■ **TO BE DONE**: Rewrite the material from the line containing "Indicate the kayak" through the end, changing "kayak" to "canoe" and keeping everything else the same.

■ **PROVIDED DATA**:
**********
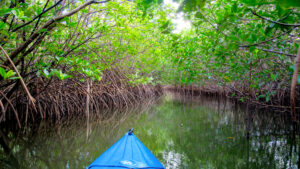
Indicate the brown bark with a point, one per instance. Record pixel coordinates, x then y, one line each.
293 86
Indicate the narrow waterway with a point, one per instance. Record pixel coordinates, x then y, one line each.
183 132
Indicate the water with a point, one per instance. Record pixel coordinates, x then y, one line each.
183 132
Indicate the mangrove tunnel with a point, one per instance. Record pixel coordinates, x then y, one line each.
205 83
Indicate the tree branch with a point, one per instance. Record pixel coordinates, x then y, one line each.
258 43
21 79
279 23
23 46
21 26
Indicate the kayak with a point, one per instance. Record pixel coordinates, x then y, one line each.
129 152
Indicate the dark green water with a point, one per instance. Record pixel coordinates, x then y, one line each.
183 132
**********
■ **RESULT OF THE TASK**:
Indicate the canoe with a point, one per instance. Record pixel coordinates, x then y, one line each.
129 152
Indicate the dark green water with a point, one per instance. Record pixel coordinates, x then y, one line each.
183 132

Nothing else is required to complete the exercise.